■ THE REQUEST:
Display each line below that includes the string "roof".

■ SUPPLIED MATERIAL:
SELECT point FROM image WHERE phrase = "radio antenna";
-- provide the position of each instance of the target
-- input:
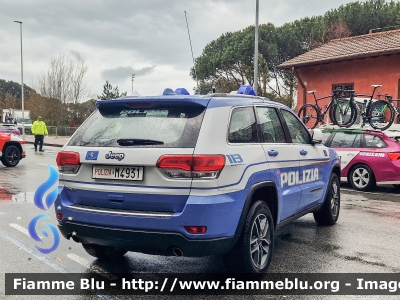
(191, 49)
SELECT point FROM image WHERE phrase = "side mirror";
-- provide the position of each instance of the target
(316, 136)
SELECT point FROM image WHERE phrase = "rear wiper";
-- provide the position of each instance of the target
(132, 142)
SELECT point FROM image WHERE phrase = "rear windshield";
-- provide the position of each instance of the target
(129, 126)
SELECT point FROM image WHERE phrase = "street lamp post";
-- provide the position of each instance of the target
(133, 78)
(255, 86)
(22, 83)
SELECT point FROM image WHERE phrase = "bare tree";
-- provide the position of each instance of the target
(65, 82)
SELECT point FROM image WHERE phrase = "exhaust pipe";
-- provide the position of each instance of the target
(177, 251)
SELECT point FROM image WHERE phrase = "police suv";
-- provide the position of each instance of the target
(193, 176)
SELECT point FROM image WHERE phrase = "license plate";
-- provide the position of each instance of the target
(118, 172)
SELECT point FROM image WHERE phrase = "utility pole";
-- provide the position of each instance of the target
(133, 78)
(191, 49)
(255, 86)
(22, 84)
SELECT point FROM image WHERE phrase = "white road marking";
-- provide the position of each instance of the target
(372, 193)
(94, 268)
(79, 260)
(19, 228)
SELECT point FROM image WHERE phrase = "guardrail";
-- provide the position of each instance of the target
(61, 130)
(55, 130)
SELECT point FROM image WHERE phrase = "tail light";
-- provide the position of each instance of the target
(394, 156)
(68, 162)
(196, 229)
(191, 166)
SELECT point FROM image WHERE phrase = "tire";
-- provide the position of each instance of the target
(253, 251)
(344, 119)
(308, 113)
(329, 212)
(362, 178)
(103, 252)
(11, 156)
(380, 115)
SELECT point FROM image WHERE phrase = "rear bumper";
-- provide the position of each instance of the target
(149, 242)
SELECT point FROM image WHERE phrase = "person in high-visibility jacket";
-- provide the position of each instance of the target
(39, 130)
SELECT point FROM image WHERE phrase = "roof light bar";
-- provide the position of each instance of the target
(246, 90)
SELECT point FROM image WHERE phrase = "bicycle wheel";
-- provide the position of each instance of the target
(344, 113)
(308, 113)
(380, 115)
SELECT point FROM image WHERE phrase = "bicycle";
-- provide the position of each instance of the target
(312, 114)
(376, 113)
(386, 111)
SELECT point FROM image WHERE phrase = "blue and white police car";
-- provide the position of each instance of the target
(193, 176)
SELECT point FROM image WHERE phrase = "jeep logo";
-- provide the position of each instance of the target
(111, 155)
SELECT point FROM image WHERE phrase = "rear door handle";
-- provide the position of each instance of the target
(273, 153)
(303, 152)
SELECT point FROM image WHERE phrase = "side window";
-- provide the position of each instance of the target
(346, 140)
(270, 124)
(373, 141)
(298, 133)
(242, 128)
(325, 136)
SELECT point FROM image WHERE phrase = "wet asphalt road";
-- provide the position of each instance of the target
(365, 240)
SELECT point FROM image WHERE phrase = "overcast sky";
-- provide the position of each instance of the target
(148, 38)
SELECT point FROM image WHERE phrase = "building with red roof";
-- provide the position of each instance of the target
(351, 63)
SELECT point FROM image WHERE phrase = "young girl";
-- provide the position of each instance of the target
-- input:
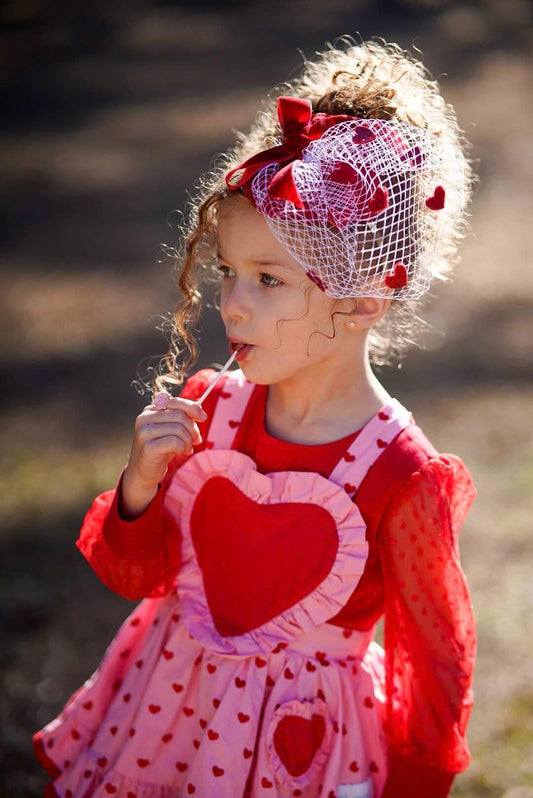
(271, 524)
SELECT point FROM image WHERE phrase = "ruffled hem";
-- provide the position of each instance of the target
(319, 605)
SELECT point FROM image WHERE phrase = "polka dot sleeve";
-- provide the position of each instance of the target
(429, 625)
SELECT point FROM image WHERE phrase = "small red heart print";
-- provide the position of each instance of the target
(363, 135)
(397, 278)
(436, 202)
(379, 202)
(343, 173)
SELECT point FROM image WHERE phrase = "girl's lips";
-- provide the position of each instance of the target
(241, 349)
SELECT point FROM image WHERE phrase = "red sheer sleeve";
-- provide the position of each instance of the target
(429, 625)
(139, 558)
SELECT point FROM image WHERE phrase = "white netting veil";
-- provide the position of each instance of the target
(367, 206)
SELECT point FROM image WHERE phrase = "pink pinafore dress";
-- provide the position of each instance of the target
(234, 684)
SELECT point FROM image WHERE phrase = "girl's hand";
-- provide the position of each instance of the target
(159, 436)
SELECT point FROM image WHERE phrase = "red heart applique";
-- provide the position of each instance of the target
(397, 278)
(379, 202)
(243, 531)
(363, 135)
(343, 173)
(297, 740)
(436, 202)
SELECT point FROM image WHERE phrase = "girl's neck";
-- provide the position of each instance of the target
(318, 408)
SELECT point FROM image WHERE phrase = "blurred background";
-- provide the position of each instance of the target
(111, 110)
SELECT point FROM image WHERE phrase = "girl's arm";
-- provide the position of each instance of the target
(140, 557)
(429, 631)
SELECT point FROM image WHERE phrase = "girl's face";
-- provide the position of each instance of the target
(268, 302)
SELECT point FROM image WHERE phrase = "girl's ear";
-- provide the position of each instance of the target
(370, 310)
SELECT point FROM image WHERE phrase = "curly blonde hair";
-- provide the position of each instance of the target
(368, 80)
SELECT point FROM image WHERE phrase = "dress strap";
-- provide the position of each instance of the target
(229, 410)
(370, 444)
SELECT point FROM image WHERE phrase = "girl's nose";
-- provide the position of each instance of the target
(235, 300)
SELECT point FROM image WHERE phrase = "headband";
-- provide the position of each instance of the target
(361, 204)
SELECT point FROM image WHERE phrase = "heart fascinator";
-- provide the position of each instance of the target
(361, 204)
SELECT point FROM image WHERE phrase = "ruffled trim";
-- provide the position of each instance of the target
(322, 603)
(306, 711)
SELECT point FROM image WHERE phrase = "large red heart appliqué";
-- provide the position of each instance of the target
(257, 560)
(297, 740)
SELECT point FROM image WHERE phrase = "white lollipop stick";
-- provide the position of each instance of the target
(212, 384)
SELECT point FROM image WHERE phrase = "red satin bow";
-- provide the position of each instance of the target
(299, 126)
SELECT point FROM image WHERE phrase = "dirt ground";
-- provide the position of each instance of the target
(111, 113)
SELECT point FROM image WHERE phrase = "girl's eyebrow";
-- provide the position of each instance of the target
(264, 262)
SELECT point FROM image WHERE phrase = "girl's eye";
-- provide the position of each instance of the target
(272, 282)
(225, 271)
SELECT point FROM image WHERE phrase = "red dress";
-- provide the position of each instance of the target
(413, 502)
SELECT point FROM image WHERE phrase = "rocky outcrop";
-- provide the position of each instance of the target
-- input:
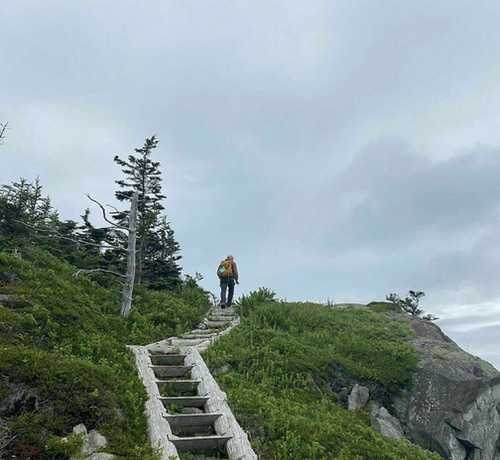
(386, 424)
(453, 406)
(358, 397)
(93, 443)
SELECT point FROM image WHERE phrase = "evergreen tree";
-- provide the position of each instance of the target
(157, 249)
(162, 269)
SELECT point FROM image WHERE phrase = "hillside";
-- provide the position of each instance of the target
(64, 360)
(279, 367)
(288, 370)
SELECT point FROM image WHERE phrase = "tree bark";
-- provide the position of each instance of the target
(128, 287)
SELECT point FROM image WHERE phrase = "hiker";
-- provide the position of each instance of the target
(228, 275)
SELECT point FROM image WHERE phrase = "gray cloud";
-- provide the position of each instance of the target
(343, 149)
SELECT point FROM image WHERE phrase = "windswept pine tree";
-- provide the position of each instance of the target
(157, 256)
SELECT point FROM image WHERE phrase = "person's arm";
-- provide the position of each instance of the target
(235, 272)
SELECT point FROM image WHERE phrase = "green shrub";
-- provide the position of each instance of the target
(280, 363)
(247, 302)
(65, 340)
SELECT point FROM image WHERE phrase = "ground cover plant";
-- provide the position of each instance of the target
(277, 368)
(63, 346)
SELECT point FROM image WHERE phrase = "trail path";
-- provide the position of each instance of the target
(186, 410)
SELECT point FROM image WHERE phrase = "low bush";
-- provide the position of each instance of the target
(280, 369)
(65, 343)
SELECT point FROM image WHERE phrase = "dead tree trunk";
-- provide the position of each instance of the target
(128, 287)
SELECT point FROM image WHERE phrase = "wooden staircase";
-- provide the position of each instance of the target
(187, 411)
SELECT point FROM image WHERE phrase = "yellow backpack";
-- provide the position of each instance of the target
(225, 269)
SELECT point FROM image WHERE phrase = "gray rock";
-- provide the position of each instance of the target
(95, 442)
(386, 424)
(20, 398)
(191, 410)
(453, 407)
(358, 397)
(80, 429)
(221, 370)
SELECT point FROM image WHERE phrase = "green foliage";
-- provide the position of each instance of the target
(247, 302)
(64, 447)
(64, 340)
(281, 359)
(158, 251)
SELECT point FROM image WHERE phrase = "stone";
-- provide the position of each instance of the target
(358, 397)
(95, 442)
(101, 456)
(453, 404)
(20, 398)
(386, 424)
(221, 370)
(80, 429)
(191, 410)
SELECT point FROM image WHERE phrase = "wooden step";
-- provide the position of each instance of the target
(164, 371)
(221, 317)
(199, 443)
(178, 420)
(221, 323)
(178, 385)
(204, 331)
(198, 336)
(167, 359)
(180, 342)
(184, 401)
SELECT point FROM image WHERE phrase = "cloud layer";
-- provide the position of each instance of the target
(339, 149)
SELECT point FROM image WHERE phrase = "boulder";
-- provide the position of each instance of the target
(101, 456)
(358, 397)
(386, 424)
(95, 441)
(453, 406)
(191, 410)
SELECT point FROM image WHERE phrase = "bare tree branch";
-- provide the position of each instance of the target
(104, 215)
(3, 130)
(93, 270)
(56, 234)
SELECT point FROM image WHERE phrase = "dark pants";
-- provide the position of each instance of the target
(226, 286)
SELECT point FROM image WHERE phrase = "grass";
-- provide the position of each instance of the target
(282, 360)
(65, 343)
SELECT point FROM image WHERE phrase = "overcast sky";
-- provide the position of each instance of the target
(339, 149)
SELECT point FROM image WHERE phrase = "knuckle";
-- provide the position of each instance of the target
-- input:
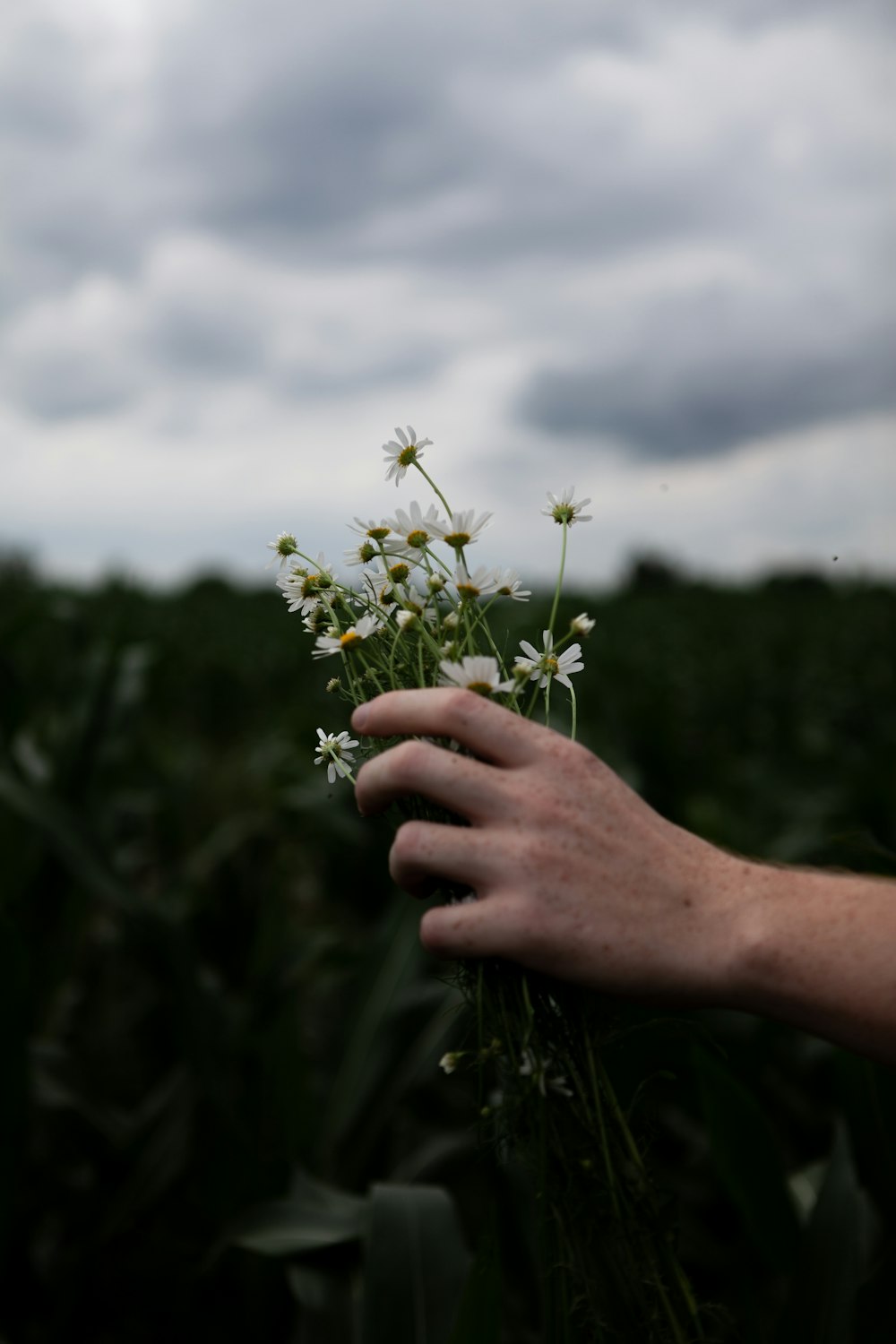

■ SOLVED PROBLEM:
SELECT point FROM image WHERE phrase = "roof light bar";
SELECT point FROM image WHERE phrase = "building with red roof";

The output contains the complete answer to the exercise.